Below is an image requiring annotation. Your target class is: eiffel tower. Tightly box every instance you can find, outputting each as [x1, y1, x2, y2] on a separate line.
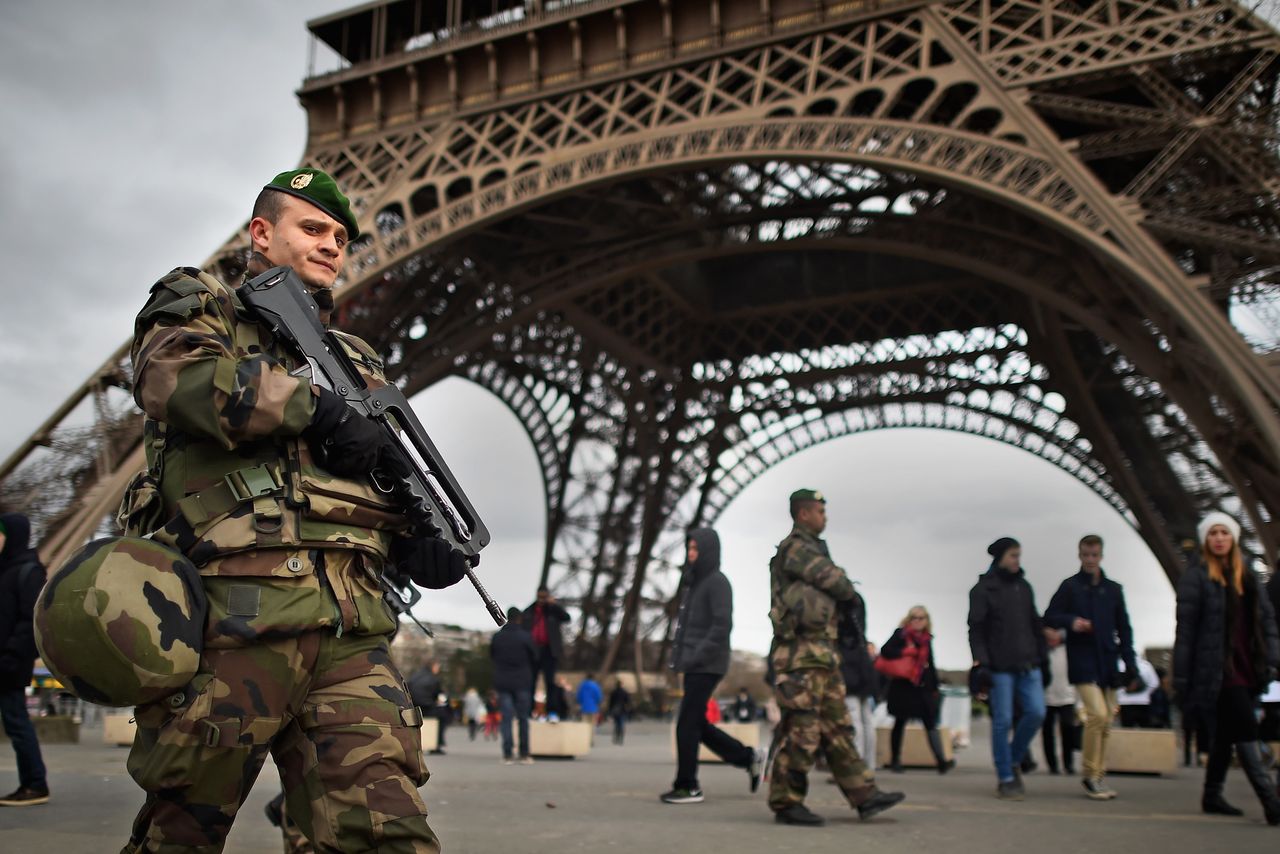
[0, 0, 1280, 672]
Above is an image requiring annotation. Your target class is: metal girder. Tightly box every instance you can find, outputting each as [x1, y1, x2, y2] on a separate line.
[0, 0, 1280, 668]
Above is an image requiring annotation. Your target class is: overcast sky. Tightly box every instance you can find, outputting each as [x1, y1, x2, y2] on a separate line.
[0, 0, 1174, 667]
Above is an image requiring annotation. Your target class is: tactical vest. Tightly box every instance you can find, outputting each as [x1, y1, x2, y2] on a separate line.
[769, 536, 837, 641]
[122, 269, 406, 575]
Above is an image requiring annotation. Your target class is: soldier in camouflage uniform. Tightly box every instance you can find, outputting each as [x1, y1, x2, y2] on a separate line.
[769, 489, 902, 826]
[124, 169, 466, 853]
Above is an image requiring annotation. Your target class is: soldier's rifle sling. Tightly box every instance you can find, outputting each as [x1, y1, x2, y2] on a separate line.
[238, 266, 507, 626]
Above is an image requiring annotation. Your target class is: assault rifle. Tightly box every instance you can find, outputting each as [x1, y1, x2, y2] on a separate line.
[237, 266, 507, 626]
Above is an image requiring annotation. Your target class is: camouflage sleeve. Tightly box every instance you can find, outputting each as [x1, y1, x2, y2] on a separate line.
[132, 268, 315, 448]
[787, 543, 854, 602]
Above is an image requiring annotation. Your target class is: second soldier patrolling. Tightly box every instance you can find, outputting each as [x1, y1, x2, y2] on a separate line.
[769, 489, 904, 826]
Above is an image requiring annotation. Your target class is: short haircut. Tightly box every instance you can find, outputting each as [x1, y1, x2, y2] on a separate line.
[791, 498, 822, 521]
[252, 187, 285, 225]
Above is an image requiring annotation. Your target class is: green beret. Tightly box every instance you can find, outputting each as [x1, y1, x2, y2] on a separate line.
[262, 169, 360, 241]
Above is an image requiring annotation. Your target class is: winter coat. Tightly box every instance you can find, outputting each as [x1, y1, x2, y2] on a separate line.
[1044, 570, 1138, 688]
[969, 563, 1048, 672]
[525, 602, 571, 661]
[1174, 562, 1280, 713]
[573, 679, 604, 714]
[609, 685, 631, 717]
[671, 528, 733, 676]
[837, 593, 879, 699]
[489, 622, 538, 694]
[408, 667, 440, 717]
[881, 629, 938, 721]
[0, 513, 45, 690]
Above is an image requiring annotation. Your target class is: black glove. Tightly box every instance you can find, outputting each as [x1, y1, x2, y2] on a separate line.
[392, 536, 467, 590]
[302, 388, 387, 478]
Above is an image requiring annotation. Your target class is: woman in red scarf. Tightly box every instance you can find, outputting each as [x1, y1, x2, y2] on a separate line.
[876, 606, 955, 773]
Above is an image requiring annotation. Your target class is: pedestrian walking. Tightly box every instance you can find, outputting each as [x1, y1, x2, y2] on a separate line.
[407, 661, 445, 754]
[525, 585, 570, 701]
[836, 586, 881, 769]
[879, 604, 956, 773]
[1041, 629, 1079, 773]
[660, 528, 763, 804]
[1174, 512, 1280, 825]
[0, 513, 49, 807]
[969, 536, 1046, 800]
[573, 673, 604, 729]
[462, 688, 484, 741]
[489, 608, 538, 766]
[1044, 534, 1138, 800]
[484, 689, 502, 741]
[609, 679, 631, 744]
[769, 489, 904, 826]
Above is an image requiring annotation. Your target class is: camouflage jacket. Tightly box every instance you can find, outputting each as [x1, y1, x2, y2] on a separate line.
[769, 526, 854, 672]
[125, 268, 406, 635]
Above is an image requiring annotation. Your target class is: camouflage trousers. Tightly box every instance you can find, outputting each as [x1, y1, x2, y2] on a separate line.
[769, 668, 876, 812]
[280, 793, 316, 854]
[124, 630, 440, 854]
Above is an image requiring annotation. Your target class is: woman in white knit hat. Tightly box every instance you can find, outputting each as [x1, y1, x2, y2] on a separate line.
[1174, 512, 1280, 825]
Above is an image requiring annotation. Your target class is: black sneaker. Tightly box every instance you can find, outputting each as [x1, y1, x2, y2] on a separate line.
[773, 804, 827, 827]
[0, 786, 49, 807]
[658, 789, 704, 804]
[858, 789, 906, 821]
[746, 750, 764, 795]
[996, 780, 1027, 800]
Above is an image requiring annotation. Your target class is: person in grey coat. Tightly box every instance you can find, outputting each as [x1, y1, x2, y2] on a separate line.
[662, 528, 760, 804]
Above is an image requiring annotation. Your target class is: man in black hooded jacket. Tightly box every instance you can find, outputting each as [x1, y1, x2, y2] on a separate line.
[969, 536, 1047, 800]
[0, 513, 49, 807]
[662, 528, 760, 804]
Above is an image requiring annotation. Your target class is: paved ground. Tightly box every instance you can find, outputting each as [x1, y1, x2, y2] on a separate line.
[0, 723, 1280, 854]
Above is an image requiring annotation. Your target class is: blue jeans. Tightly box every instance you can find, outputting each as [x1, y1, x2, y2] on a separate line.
[498, 691, 534, 759]
[0, 688, 47, 789]
[989, 667, 1044, 782]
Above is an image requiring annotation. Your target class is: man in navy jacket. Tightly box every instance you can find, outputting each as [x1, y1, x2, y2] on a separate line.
[1044, 534, 1142, 800]
[0, 513, 49, 807]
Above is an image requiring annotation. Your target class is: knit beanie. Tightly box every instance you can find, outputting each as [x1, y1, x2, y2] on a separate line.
[1196, 510, 1240, 544]
[987, 536, 1021, 563]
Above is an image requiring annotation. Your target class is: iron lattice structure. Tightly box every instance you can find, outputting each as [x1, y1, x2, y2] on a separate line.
[0, 0, 1280, 671]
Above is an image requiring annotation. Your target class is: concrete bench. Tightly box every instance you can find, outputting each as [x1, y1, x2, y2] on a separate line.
[31, 714, 79, 744]
[671, 722, 760, 762]
[527, 721, 591, 759]
[102, 713, 138, 748]
[1107, 726, 1178, 773]
[876, 723, 955, 768]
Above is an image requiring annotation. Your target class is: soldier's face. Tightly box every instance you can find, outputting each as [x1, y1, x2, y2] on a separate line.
[797, 501, 827, 534]
[248, 196, 347, 288]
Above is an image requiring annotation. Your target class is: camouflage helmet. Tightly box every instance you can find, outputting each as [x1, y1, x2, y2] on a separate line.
[36, 536, 209, 705]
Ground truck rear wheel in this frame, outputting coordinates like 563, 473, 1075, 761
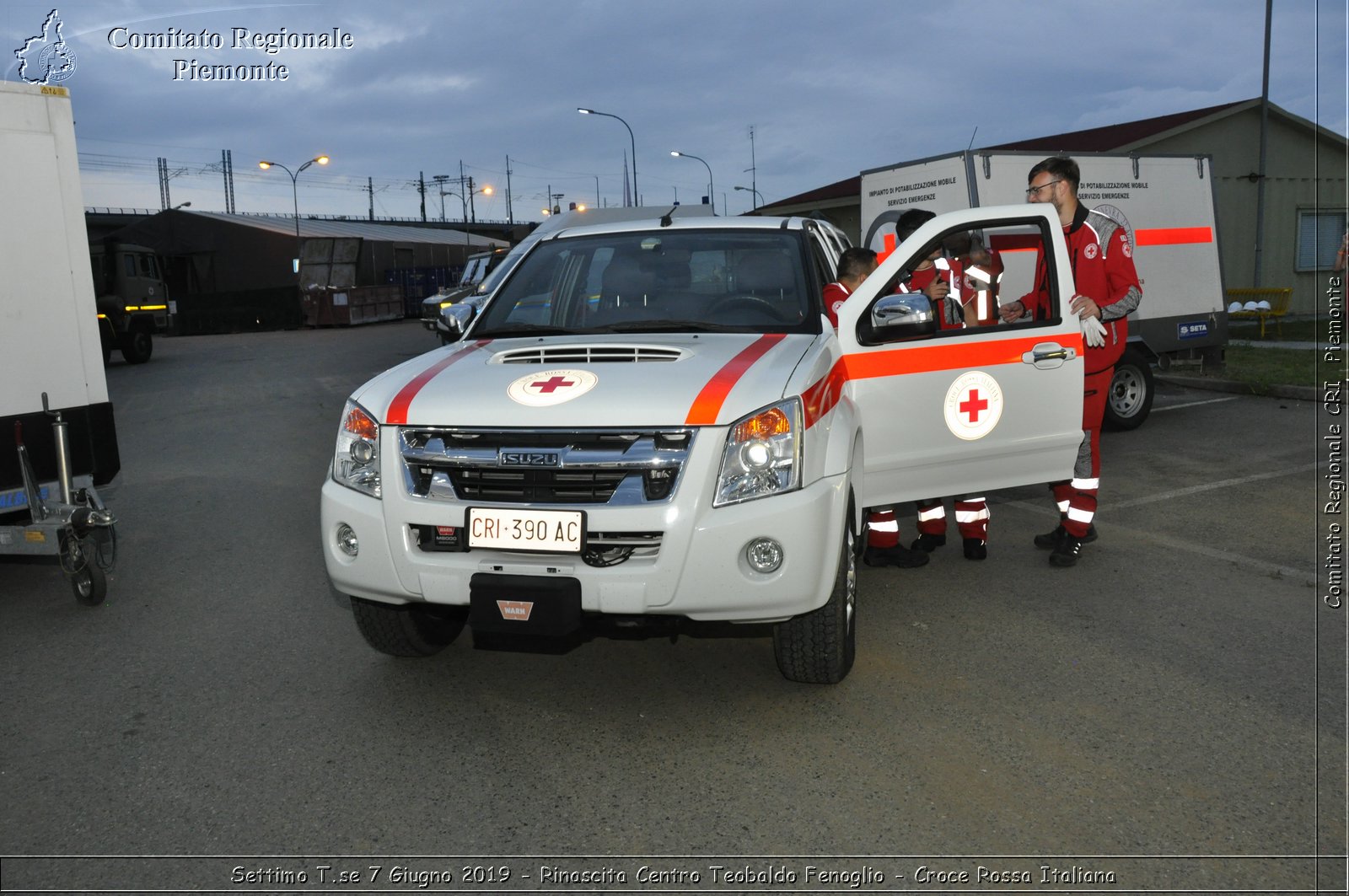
121, 330, 153, 364
773, 514, 857, 684
351, 598, 468, 656
1104, 348, 1153, 431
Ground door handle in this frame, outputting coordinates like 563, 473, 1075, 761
1021, 343, 1078, 370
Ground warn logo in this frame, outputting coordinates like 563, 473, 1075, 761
497, 600, 535, 622
497, 448, 562, 467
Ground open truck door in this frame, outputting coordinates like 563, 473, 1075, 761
838, 205, 1083, 506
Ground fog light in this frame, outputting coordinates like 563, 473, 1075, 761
337, 523, 360, 557
744, 539, 782, 572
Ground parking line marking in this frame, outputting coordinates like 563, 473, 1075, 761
1152, 395, 1241, 413
998, 493, 1317, 586
1108, 463, 1318, 507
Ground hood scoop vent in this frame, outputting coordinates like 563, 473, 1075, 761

DESCRIPTION OF THE TASK:
Update the listing above by replacing every occurrence of "Tightly box" with "Precisely box", leaving everything else unchanged. Reproduce the full listing without the pictures.

OUTPUT FOR THIS TASK:
Below is an image requiring annotation. Your target class is: eiffel tower. Precisely box every instance you can find, outputting each as [x1, y1, x2, y2] on a separate line.
[0, 0, 1280, 672]
Above is an image requiring annotation. Your target class is: metal girder. Precisely box every instance you can find, outputting each as [x1, y1, x2, y2] on a separate line.
[0, 0, 1280, 668]
Above is an image requiring annotation. Your target class is: overcast sky. Precisely box every instance you can find, outputting each as [x1, y1, x2, y2] on a separate line.
[0, 0, 1174, 667]
Above is an image requiring annotation. Your target class is: tactical vest. Precisely box every instance you can find, outputting each as [x1, y1, x2, y2] on a separate line.
[769, 536, 837, 641]
[122, 269, 406, 575]
Above is an image requiring annotation. Your target class is: soldier in camouflage uniform. Precisely box every instance you can find, outputting each as [x1, y1, x2, y2] on a separate line.
[769, 489, 902, 826]
[124, 169, 466, 853]
Above is an image requiring annotation. Your target class is: soldier's rifle sling. Precisely box every instance you can find, outputting each as [x1, y1, x2, y2] on a separate line.
[238, 266, 507, 626]
Above is an image requiring annotation. Your target class is: assault rifle. Precisely box every instance you can find, outputting each as [x1, y1, x2, y2] on a separate line.
[237, 266, 507, 626]
Above is an image requiring annotation. Your target class is: camouflage sleeve. Precisely box every instance you can find, outputting each as [x1, y1, x2, y2] on a separate line.
[132, 268, 315, 448]
[787, 543, 854, 602]
Above is an image requiring annotation. Your target class is: second soldier patrolling. Precisely box every instance you can find, outputting each as [x1, y1, x2, y2] on a separate line.
[769, 489, 904, 826]
Above is an image requiring annotation. Your target class is: short haircut. Precisely box every instance you can find, outputting each as [x1, y1, x2, y2] on a separate line.
[791, 498, 822, 521]
[252, 187, 285, 225]
Above is an image requiring annotation. Your target class is: green beret. Precisely box every instance you can find, outputting each as [x1, y1, x2, y2] on a separate line.
[262, 169, 360, 241]
Above is an image requiring annotation. Your target class is: winter coat. Precisely box every instance you can find, outputting each as [x1, y1, x2, y2] on a separate line.
[1044, 570, 1138, 688]
[969, 563, 1048, 672]
[525, 602, 571, 661]
[1174, 562, 1280, 713]
[573, 679, 604, 714]
[609, 685, 631, 717]
[671, 528, 733, 676]
[837, 593, 879, 699]
[489, 622, 538, 694]
[408, 667, 440, 717]
[881, 629, 938, 721]
[0, 513, 45, 690]
Above is an image requiring annotation. Your target class is: black glove. Precisely box every instance you can find, outputting each as [x1, y1, x2, y2] on a separate line.
[392, 536, 467, 590]
[302, 388, 387, 478]
Above is an image requiring annotation. Your target class is: woman in red scarf. Precisely box every instance you can find, outputting each as [x1, y1, x2, y2] on a separate line.
[876, 606, 955, 773]
Above is an image requiring annotation. Your target class is: pedestrian walking. Precisely box every instance you can find, outputting each as [x1, y1, x2, y2] on a separate line.
[407, 661, 445, 754]
[525, 585, 570, 701]
[836, 586, 881, 769]
[879, 604, 956, 773]
[1041, 629, 1079, 773]
[660, 528, 763, 804]
[1174, 512, 1280, 825]
[0, 513, 49, 807]
[969, 536, 1046, 800]
[573, 673, 604, 729]
[462, 688, 484, 741]
[489, 608, 538, 766]
[1044, 534, 1138, 800]
[484, 689, 502, 741]
[609, 679, 631, 744]
[769, 489, 904, 826]
Above is an image requiring annotation. Your target class is: camouflage jacket. Precisely box every instance you can find, outputting each as [x1, y1, x2, y2] on a separate line.
[769, 526, 854, 672]
[125, 268, 406, 635]
Above is an image requiring annotation. Your target class is: camouflage trousers. Precisely box every instance you can find, outputting each as [x1, y1, x2, y2] on a separate line.
[769, 668, 876, 812]
[280, 793, 316, 854]
[124, 630, 440, 854]
Above is an image requiring annotation. Your target class is: woman in white knit hat. Precisely box every instance you can find, outputting each as [x1, y1, x2, y2] on a separate line.
[1174, 512, 1280, 825]
Above is an image requiring annotation. Your target class is: black sneaker. Precisely box every instance you can find, outputting each as [x1, y1, x2, y2] on a separate line.
[773, 804, 827, 827]
[0, 786, 49, 807]
[658, 789, 704, 804]
[858, 789, 906, 821]
[746, 750, 764, 795]
[996, 780, 1027, 800]
Above is an image requiring annotation. Your target class is: person in grey coat. Precisely box every instance you can find, outputting each as [x1, y1, x2, y2] on a separate line.
[662, 528, 760, 804]
Above is an image requiring annotation. Your target class is: man in black hooded jacket. Precisely box every instance you can find, outputting each as [x1, y1, x2, y2] on a separate line.
[969, 536, 1047, 800]
[0, 513, 49, 807]
[662, 528, 760, 804]
Above is an image requiring annotation. Your target class is: paved ground. Precisely box every instance you can find, outputting each as [x1, y1, x2, y2] on a separate line.
[0, 723, 1280, 854]
Above is an image requiring annotation. Your target class is: blue jeans. Precisely box every instance you can find, outputting each as [x1, y1, x2, y2] on a separate line.
[498, 691, 534, 759]
[0, 688, 47, 789]
[989, 667, 1044, 782]
Above is an image requiring annotation. Your target class is: man in navy jacket. Precisely box every instance you can find, outputting each as [x1, y1, x2, y2] on a separate line.
[1044, 534, 1142, 800]
[0, 513, 49, 807]
Above is an image requiring annotation. Your target class is: knit beanie. Precisely box every instance you can find, outputting each as [x1, y1, x2, y2] on a separate line.
[1196, 510, 1240, 544]
[987, 536, 1021, 563]
Above is an image requiring annotation. Your target class is: iron lattice structure. Precisely box every instance you can find, outputting each as [x1, y1, x2, y2] on a separate line.
[0, 0, 1280, 671]
Above is an image requiring annotation. Your target class is: concrete bench. Precisely box every instance you can find, outputting each as [x1, y1, x2, y2] on a separate line.
[31, 714, 79, 744]
[671, 722, 760, 762]
[527, 721, 591, 759]
[102, 713, 138, 748]
[1107, 726, 1178, 773]
[876, 723, 955, 768]
Above is an image requiring annotation. Your target class is: soldier's face. Precisely box every instance you can find, outputting each as [x1, y1, x2, y2] on a separate line.
[797, 501, 827, 534]
[248, 196, 347, 288]
Above is an image requiring annotation. Your target class is: camouflage helmet. Precisely box every instance you can find, outputting each as [x1, y1, x2, y2] on a separate line.
[36, 536, 209, 705]
Ground truck rear wheel in this frame, outputting coordinates like 563, 473, 1075, 761
121, 330, 153, 364
773, 514, 857, 684
351, 598, 468, 656
1104, 348, 1153, 431
Ground door handle in this frame, outputting coordinates like 563, 473, 1075, 761
1021, 343, 1078, 370
Ground warn logo in this frame, outputting coordinates like 563, 473, 1075, 761
497, 600, 535, 622
497, 448, 562, 467
Ground open truck door in this frame, outputting coordinates like 563, 473, 1075, 761
838, 205, 1083, 506
Ground fog light in this frame, outputting coordinates like 563, 473, 1075, 761
337, 523, 360, 557
744, 539, 782, 572
Ground parking line marking in this frame, outputting coordinates like 563, 473, 1075, 761
1152, 395, 1241, 413
998, 493, 1317, 586
1108, 463, 1318, 507
Ground hood scoop vent in this frame, outputting coordinates like 563, 473, 1075, 761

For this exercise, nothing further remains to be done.